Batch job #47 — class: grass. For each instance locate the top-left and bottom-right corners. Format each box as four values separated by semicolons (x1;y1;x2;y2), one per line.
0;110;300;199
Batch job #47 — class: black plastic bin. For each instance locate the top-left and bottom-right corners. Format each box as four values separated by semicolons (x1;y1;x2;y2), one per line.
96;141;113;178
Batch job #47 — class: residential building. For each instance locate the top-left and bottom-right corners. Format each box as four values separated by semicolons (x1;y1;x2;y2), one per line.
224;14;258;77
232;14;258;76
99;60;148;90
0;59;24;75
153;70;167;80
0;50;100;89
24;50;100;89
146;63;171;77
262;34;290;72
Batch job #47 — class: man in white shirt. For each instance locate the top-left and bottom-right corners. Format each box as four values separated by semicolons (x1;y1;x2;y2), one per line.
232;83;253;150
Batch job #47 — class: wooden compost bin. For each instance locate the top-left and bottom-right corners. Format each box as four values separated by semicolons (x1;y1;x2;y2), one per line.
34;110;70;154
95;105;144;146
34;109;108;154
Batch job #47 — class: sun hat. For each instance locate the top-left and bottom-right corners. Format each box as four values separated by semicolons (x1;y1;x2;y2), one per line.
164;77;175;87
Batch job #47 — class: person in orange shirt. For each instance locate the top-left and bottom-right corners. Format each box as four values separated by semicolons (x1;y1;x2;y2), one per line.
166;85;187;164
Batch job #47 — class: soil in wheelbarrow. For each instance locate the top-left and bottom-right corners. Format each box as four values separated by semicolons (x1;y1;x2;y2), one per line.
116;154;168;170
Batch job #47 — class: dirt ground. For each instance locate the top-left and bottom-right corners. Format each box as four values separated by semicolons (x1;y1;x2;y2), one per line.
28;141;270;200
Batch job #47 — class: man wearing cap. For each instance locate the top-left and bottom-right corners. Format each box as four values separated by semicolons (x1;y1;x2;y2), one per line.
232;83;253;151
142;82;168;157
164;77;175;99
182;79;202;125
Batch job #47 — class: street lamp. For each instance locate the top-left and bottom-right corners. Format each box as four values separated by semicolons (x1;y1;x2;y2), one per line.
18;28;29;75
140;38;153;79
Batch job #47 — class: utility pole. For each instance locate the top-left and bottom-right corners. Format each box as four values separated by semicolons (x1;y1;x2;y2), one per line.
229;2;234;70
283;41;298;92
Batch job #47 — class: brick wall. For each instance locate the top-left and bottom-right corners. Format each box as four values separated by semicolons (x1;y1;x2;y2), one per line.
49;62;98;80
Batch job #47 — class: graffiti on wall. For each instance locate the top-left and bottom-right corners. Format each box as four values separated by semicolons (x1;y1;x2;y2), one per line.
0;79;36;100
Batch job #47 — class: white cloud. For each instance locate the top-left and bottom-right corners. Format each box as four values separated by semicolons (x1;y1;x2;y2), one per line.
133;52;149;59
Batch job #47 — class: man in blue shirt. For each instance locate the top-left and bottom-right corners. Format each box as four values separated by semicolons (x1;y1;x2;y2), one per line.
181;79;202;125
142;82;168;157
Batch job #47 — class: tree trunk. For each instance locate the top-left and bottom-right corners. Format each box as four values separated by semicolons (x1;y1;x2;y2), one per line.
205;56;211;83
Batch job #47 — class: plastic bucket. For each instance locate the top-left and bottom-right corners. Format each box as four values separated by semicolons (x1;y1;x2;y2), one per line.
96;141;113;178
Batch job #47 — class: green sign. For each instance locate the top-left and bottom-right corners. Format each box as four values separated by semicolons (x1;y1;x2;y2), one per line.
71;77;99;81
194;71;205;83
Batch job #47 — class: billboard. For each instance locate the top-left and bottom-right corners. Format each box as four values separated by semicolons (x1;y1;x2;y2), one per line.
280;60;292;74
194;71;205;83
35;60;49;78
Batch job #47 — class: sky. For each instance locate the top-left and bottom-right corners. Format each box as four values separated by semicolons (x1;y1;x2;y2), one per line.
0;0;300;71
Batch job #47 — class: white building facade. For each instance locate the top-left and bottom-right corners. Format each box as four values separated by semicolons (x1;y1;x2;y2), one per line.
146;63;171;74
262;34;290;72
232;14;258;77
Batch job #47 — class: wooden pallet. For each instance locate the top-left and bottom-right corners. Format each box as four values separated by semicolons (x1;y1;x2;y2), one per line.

****************************************

● VOTRE TÂCHE: Renvoyez telles quelles toutes les lignes des entrées ci-dessus, sans rien y changer.

● CORRIGÉ DE L'EXERCICE:
Batch job #47 — class: grass. For each instance locate the top-left and bottom-right corners. Format each box as four values separated by semicolons (x1;y1;x2;y2), one per line.
0;110;300;199
Batch job #47 — class: black plastic bin. For each instance locate the top-left and bottom-right corners. Format each box as four values separated by semicolons (x1;y1;x2;y2), one per line.
96;141;113;178
Batch job #47 — class: residential building. For each instance locate the top-left and bottom-right corners. Format each box as four values separated by semicolons (x1;y1;x2;y2), one per line.
224;14;258;77
232;14;258;76
99;60;148;90
0;59;24;75
153;70;167;80
0;50;100;89
24;50;100;89
146;63;171;77
262;34;290;72
Batch job #47 — class: man in white shirt. For each instance locate the top-left and bottom-right corners. Format each box as four values separated by semicolons (x1;y1;x2;y2), one per line.
232;83;253;150
Batch job #47 — class: wooden compost bin. For each instance locate the top-left and bottom-right corners. Format each box as four values separated by semicolons (x1;y1;x2;y2), one per line.
34;110;70;154
95;105;144;146
34;109;108;154
Batch job #47 — class: sun hat. For each instance locate the top-left and bottom-right corners. Format each box as four values separated by semicolons (x1;y1;x2;y2), one per line.
164;77;175;87
Batch job #47 — class: person in orange shirt. For each instance locate the top-left and bottom-right corners. Format each box as four values separated by semicolons (x1;y1;x2;y2), one per line.
166;85;187;164
Batch job #47 — class: soil in wheelbarrow. For each instance locate the top-left and bottom-right corners. Format each box as four values separated by semicolons (x1;y1;x2;y2), one per line.
116;154;168;170
Batch job #47 — class: dirt ground. For each instance locate the top-left and bottom-right corners. Format each box as four values separated by semicolons (x1;y1;x2;y2), one per line.
28;141;270;200
Batch job #47 — class: man wearing cap. For each instance locate the top-left and bottom-right corners. Format each box as four values separated by semicolons (x1;y1;x2;y2), one per line.
232;83;253;151
142;82;168;157
164;77;175;99
182;79;202;125
Batch job #47 — class: street lamp. For each instance locate the top-left and bottom-right corners. Format each box as four values separated by semicolons (x1;y1;x2;y2), one per line.
18;28;29;75
140;38;153;79
Batch job #47 — class: utility pole. For each instance locate the top-left and bottom-right corners. Format each box as four values separated by semicolons (x1;y1;x2;y2), one per line.
229;2;234;70
283;41;298;92
Batch job #47 — class: brick wall. For each instance locate the top-left and bottom-right corners. Format each box as four values separated by semicolons (x1;y1;x2;y2), one per line.
49;62;98;80
Batch job #47 — class: graffiti on wall. For each instance locate the top-left and bottom-right corners. Format each box as four values separated by semicolons (x1;y1;x2;y2), one per line.
0;79;36;100
Batch job #47 — class: white cloud. For each instance locate the top-left and bottom-right corners. Format each box as four values separated by semicolons (x1;y1;x2;y2), one per line.
133;52;149;59
Batch job #47 — class: man in blue shirt. For each instance locate the top-left and bottom-right corners. Format each box as four values separated by semicolons (x1;y1;x2;y2), one per line.
181;79;202;125
142;82;168;157
Batch job #47 — class: tree trunk. For each instance locate the top-left and bottom-right corners. Format each box as four values separated by semicolons (x1;y1;x2;y2), one per line.
205;56;211;83
Batch job #47 — class: plastic bucket. For each instance locate the top-left and bottom-right corners. Format each box as four values separated by semicolons (x1;y1;x2;y2), one per line.
96;141;113;178
Batch job #47 — class: green sign. For each instance locate the top-left and bottom-right corners. Format each box as four values separated by semicolons (x1;y1;x2;y2), one per line.
71;77;99;81
194;71;205;83
Batch job #47 — class: billboard. For each instance locate the top-left and bottom-right corners. Format each box as four values separated by semicolons (x1;y1;x2;y2), one per line.
280;60;292;74
194;71;205;83
35;60;49;78
Batch job #47 — class: sky. For each instance locate the top-left and bottom-right corners. Format each box as four values separated by semicolons (x1;y1;x2;y2), one per line.
0;0;300;71
Batch job #47 — class: white building facade. For each instance locate the top-left and bottom-right corners. Format each box as four values separated by semicolons (x1;y1;x2;y2), one per line.
146;63;171;74
262;34;290;72
232;14;258;77
Batch job #47 — class: wooden pallet. For each instance locate the top-left and bottom-right corners. Format each box as four values separated by semicolons (x1;y1;x2;y2), one per line.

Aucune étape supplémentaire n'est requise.